Document extract:
________________

Yet the accounts of problems caused by the cultural, generational and language gaps, and when both sides feel they are being taken for granted, illuminate how difficult the au pair-family relationship can be.

Despite, and partly because of, the recession, au pair agencies in Ireland report a steady demand for their services. A fall-off in the number of families looking for summer au pairs seems to be balanced by an increase in those looking for longer placements starting in September.

It is not a solution for working couples who need full-time childcare, but can be ideal where one parent is working part-time or the children are in school for half of the day. Some women whose partners have had to go away to find work are also turning to au pairs.

However, in today’s safety-obsessed world of parenting, the potential pitfalls of inviting a stranger from a foreign culture who barely speaks English to live in your house and take care of your precious children, equipped with only some babysitting experience, are obvious. The risks are even more apparent for young women who rely on internet sites to fix themselves up with a host family in a country where they know nobody.

As Búriková and Miller observe, nobody should be fooled by the idealistic notion of Heidi meets Mary Poppins. Cheap and flexible childcare is the big attraction for families; most admit that opening their home to a stranger is the bit they dread.

For their part, au pairs who talk about “loving children” may see it primarily as a way to escape their own parents, to put a failed romance behind them or the means to some independence in the absence of a “proper job” in their home country.

The surprise is that, in Ireland at least, it seems to work more often than not. Of course, there are bad experiences on both sides, but to hear families and au pairs gushing about each other would restore your faith in humankind.

________________

Material:
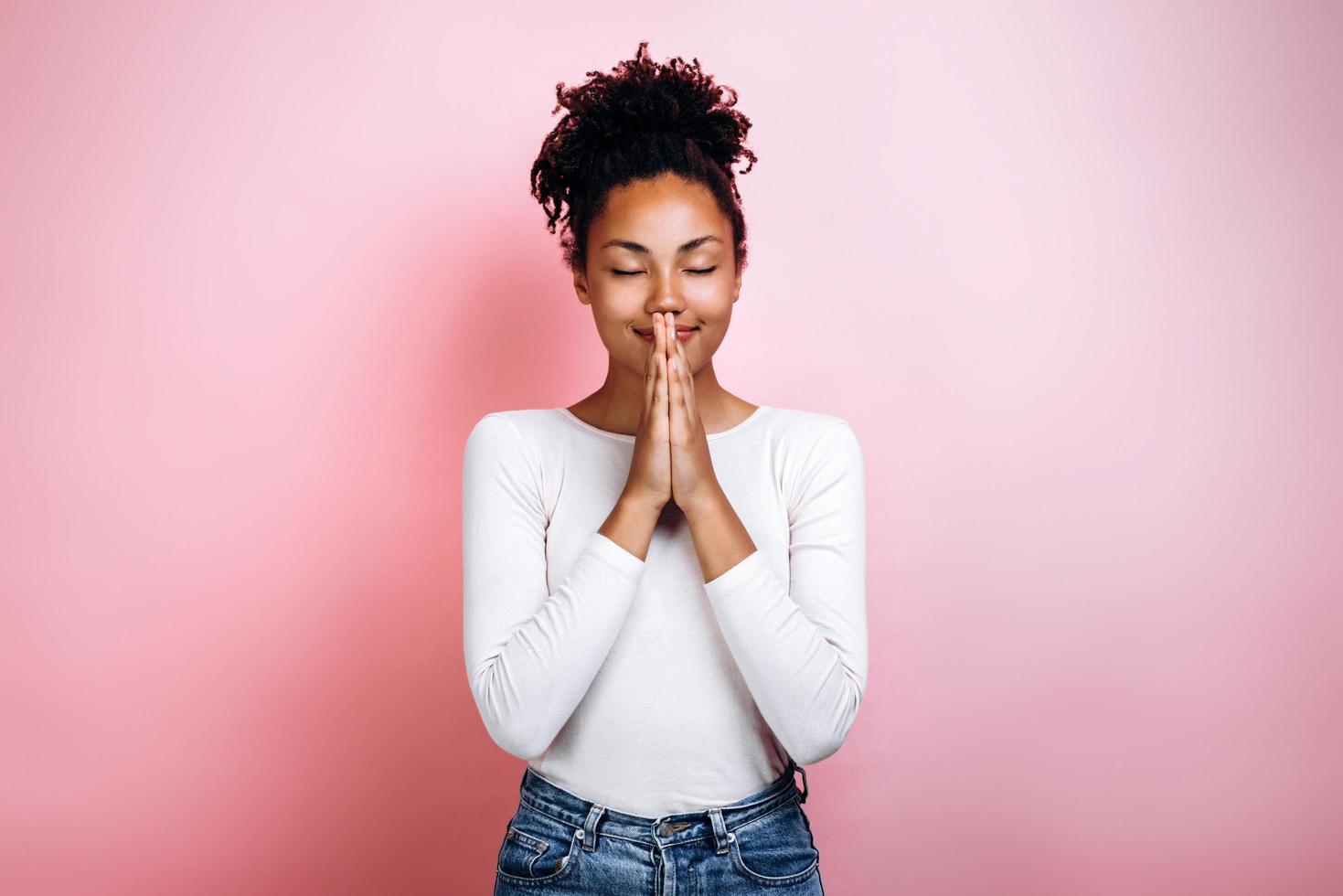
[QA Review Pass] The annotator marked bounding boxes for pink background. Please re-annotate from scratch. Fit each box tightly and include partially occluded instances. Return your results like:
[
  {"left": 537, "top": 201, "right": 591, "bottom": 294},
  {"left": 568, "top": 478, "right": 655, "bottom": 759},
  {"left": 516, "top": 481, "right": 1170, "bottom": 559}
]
[{"left": 0, "top": 0, "right": 1343, "bottom": 896}]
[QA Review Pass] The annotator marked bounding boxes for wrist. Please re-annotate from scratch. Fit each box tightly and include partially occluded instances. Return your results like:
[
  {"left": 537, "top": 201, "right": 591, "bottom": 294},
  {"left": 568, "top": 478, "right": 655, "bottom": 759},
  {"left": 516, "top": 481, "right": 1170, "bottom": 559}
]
[
  {"left": 677, "top": 482, "right": 730, "bottom": 518},
  {"left": 616, "top": 489, "right": 666, "bottom": 516}
]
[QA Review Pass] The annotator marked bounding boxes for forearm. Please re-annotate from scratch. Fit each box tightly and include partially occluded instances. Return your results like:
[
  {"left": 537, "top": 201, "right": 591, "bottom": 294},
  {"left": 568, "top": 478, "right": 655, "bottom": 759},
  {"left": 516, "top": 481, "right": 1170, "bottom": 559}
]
[
  {"left": 681, "top": 485, "right": 756, "bottom": 581},
  {"left": 598, "top": 493, "right": 662, "bottom": 560}
]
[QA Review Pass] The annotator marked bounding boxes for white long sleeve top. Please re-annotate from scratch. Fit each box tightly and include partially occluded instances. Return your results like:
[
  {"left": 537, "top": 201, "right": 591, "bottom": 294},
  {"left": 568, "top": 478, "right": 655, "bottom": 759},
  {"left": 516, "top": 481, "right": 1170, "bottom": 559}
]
[{"left": 462, "top": 406, "right": 868, "bottom": 818}]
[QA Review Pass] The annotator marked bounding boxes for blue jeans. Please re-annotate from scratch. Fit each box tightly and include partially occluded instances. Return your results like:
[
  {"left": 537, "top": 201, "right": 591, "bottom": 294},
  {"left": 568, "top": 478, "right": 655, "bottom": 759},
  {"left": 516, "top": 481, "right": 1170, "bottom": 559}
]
[{"left": 495, "top": 761, "right": 825, "bottom": 896}]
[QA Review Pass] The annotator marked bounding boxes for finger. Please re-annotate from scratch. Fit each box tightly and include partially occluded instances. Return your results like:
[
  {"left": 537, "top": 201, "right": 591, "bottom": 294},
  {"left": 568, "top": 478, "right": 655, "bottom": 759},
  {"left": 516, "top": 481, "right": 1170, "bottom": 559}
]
[
  {"left": 644, "top": 314, "right": 658, "bottom": 416},
  {"left": 667, "top": 334, "right": 685, "bottom": 426},
  {"left": 656, "top": 352, "right": 670, "bottom": 424},
  {"left": 676, "top": 328, "right": 698, "bottom": 421}
]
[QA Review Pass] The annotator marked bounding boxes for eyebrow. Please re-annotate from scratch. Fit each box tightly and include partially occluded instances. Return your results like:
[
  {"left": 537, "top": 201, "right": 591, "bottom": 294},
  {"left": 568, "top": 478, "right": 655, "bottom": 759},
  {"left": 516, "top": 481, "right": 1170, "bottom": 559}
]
[{"left": 601, "top": 234, "right": 722, "bottom": 255}]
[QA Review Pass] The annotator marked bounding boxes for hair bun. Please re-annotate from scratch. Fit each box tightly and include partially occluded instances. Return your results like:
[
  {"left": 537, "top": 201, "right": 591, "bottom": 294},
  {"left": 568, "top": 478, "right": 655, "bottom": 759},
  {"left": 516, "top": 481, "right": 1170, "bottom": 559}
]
[{"left": 532, "top": 40, "right": 756, "bottom": 266}]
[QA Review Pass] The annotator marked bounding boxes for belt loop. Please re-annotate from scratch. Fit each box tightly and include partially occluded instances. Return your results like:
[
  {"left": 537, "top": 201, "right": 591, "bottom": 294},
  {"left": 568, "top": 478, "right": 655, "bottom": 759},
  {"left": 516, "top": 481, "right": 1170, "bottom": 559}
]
[
  {"left": 709, "top": 806, "right": 732, "bottom": 856},
  {"left": 579, "top": 804, "right": 606, "bottom": 852}
]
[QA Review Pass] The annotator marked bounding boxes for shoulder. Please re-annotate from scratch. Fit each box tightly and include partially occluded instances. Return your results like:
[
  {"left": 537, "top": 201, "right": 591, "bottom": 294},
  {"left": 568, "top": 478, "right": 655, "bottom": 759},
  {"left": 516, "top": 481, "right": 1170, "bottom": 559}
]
[
  {"left": 771, "top": 407, "right": 858, "bottom": 455},
  {"left": 466, "top": 409, "right": 559, "bottom": 455}
]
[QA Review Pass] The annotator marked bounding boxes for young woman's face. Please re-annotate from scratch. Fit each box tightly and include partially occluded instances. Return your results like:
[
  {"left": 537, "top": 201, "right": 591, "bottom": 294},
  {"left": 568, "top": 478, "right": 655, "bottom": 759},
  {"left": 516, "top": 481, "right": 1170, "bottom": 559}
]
[{"left": 573, "top": 174, "right": 741, "bottom": 378}]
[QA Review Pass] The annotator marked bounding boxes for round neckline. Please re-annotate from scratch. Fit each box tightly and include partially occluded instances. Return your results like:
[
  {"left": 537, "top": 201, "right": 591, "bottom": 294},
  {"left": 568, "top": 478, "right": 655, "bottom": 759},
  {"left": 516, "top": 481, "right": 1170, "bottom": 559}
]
[{"left": 555, "top": 404, "right": 770, "bottom": 442}]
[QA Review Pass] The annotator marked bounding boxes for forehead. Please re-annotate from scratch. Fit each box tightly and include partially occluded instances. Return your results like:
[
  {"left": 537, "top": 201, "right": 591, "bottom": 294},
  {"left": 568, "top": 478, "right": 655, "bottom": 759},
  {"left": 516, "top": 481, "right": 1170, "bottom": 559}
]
[{"left": 590, "top": 175, "right": 728, "bottom": 251}]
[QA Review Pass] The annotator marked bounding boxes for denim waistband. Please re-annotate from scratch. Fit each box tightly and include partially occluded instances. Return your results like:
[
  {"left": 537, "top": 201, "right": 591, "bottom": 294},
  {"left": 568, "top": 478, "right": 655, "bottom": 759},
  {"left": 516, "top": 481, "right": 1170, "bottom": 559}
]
[{"left": 518, "top": 759, "right": 807, "bottom": 850}]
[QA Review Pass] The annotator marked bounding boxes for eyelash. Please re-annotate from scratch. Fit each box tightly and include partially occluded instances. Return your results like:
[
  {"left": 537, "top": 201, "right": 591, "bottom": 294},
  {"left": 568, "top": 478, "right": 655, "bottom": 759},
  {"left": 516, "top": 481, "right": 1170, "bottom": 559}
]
[{"left": 611, "top": 264, "right": 719, "bottom": 277}]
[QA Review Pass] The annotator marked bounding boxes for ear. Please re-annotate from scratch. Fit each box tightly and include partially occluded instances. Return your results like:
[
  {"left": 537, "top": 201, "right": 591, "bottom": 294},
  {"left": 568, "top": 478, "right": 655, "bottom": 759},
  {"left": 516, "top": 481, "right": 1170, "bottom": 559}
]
[{"left": 573, "top": 270, "right": 592, "bottom": 305}]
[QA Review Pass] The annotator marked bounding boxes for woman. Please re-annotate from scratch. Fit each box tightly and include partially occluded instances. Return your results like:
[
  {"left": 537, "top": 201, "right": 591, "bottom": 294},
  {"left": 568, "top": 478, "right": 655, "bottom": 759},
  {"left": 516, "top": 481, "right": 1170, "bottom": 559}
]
[{"left": 462, "top": 42, "right": 868, "bottom": 896}]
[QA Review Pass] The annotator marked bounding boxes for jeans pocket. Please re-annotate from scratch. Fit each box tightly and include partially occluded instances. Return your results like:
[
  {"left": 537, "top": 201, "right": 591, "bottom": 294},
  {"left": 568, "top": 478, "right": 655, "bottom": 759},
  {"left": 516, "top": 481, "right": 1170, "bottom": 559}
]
[
  {"left": 497, "top": 804, "right": 583, "bottom": 887},
  {"left": 728, "top": 798, "right": 821, "bottom": 887}
]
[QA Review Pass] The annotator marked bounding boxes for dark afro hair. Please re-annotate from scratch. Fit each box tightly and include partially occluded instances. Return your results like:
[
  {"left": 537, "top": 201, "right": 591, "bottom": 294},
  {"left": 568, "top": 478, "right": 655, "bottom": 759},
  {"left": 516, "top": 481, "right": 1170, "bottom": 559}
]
[{"left": 532, "top": 40, "right": 756, "bottom": 272}]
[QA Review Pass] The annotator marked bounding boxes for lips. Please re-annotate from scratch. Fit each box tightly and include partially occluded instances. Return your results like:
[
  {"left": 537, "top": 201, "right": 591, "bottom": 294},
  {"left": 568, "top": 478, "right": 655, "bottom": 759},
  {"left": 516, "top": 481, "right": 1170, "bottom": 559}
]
[{"left": 634, "top": 325, "right": 699, "bottom": 336}]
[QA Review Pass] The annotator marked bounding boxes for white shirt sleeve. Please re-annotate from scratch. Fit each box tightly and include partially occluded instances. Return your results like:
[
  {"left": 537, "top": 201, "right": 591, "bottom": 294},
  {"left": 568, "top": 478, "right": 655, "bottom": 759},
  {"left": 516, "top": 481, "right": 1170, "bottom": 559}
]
[
  {"left": 462, "top": 414, "right": 645, "bottom": 759},
  {"left": 704, "top": 421, "right": 868, "bottom": 765}
]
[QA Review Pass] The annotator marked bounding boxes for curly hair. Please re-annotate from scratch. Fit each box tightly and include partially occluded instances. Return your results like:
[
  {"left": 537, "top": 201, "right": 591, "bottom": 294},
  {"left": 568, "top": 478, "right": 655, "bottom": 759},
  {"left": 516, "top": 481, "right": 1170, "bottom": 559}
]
[{"left": 532, "top": 40, "right": 756, "bottom": 272}]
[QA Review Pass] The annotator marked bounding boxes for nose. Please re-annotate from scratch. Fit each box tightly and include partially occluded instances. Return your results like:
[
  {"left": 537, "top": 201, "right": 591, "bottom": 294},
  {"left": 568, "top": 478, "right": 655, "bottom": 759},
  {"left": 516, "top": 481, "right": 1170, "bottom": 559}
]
[{"left": 645, "top": 277, "right": 685, "bottom": 315}]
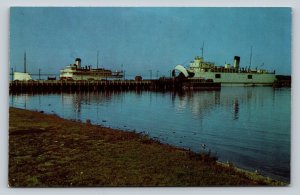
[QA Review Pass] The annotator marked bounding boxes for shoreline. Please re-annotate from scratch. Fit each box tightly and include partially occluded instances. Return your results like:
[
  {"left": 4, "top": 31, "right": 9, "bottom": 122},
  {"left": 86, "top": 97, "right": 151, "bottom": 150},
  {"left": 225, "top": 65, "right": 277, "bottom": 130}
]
[{"left": 8, "top": 107, "right": 289, "bottom": 187}]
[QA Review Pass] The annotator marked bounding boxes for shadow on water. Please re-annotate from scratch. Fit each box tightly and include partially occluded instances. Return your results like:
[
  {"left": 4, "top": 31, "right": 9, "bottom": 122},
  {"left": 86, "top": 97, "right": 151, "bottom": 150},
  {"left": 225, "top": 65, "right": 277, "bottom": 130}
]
[{"left": 10, "top": 87, "right": 291, "bottom": 181}]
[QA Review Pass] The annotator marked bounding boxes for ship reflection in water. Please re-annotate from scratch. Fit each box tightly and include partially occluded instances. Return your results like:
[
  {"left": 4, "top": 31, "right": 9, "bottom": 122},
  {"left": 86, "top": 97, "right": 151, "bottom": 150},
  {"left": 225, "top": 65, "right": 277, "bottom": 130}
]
[{"left": 10, "top": 87, "right": 291, "bottom": 181}]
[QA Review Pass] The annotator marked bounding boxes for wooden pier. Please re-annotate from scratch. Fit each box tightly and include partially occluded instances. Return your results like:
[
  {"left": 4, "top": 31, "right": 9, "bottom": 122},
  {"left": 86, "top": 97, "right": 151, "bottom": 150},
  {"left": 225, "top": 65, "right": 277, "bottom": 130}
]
[{"left": 9, "top": 79, "right": 221, "bottom": 93}]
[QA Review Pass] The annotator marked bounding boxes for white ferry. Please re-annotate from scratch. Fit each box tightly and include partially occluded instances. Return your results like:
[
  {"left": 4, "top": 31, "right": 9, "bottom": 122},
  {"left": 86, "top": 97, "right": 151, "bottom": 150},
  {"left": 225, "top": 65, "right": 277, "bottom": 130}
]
[
  {"left": 175, "top": 56, "right": 276, "bottom": 86},
  {"left": 60, "top": 58, "right": 123, "bottom": 80}
]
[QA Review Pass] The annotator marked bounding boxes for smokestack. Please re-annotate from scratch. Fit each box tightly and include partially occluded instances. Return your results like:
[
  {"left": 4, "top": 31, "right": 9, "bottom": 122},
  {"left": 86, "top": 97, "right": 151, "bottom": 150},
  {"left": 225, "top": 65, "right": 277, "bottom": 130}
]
[
  {"left": 75, "top": 58, "right": 81, "bottom": 68},
  {"left": 233, "top": 56, "right": 240, "bottom": 69}
]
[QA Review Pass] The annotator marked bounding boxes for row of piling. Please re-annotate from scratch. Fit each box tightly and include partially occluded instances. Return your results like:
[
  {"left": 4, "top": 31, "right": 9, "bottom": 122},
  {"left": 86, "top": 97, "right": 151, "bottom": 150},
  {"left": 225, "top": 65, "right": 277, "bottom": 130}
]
[{"left": 9, "top": 79, "right": 220, "bottom": 92}]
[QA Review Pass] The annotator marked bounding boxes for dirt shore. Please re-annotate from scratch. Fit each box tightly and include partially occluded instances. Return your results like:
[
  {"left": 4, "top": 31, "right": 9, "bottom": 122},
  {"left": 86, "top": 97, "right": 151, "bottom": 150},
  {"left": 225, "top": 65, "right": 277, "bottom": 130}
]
[{"left": 8, "top": 108, "right": 287, "bottom": 187}]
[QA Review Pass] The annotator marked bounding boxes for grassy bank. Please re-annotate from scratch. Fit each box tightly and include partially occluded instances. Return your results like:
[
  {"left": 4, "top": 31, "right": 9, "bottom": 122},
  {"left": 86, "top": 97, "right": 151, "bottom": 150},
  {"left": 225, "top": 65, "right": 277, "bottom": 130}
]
[{"left": 9, "top": 108, "right": 285, "bottom": 187}]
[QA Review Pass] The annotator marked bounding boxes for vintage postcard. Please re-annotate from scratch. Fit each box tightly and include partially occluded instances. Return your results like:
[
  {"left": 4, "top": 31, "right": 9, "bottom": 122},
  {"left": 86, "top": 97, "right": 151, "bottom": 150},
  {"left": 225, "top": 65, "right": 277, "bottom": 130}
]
[{"left": 8, "top": 7, "right": 292, "bottom": 187}]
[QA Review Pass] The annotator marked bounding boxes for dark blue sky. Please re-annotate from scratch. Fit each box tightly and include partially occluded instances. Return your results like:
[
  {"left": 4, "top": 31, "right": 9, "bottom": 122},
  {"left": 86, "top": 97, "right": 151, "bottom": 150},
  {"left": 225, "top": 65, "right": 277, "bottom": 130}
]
[{"left": 10, "top": 7, "right": 291, "bottom": 77}]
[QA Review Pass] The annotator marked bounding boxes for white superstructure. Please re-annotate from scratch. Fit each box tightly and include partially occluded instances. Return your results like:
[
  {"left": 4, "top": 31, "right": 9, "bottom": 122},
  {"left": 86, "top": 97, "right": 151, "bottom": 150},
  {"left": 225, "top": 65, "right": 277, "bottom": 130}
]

________________

Written request:
Transcribe the portion of the au pair passage above that begins with "As Búriková and" and ends with "bit they dread.".

Result:
As Búriková and Miller observe, nobody should be fooled by the idealistic notion of Heidi meets Mary Poppins. Cheap and flexible childcare is the big attraction for families; most admit that opening their home to a stranger is the bit they dread.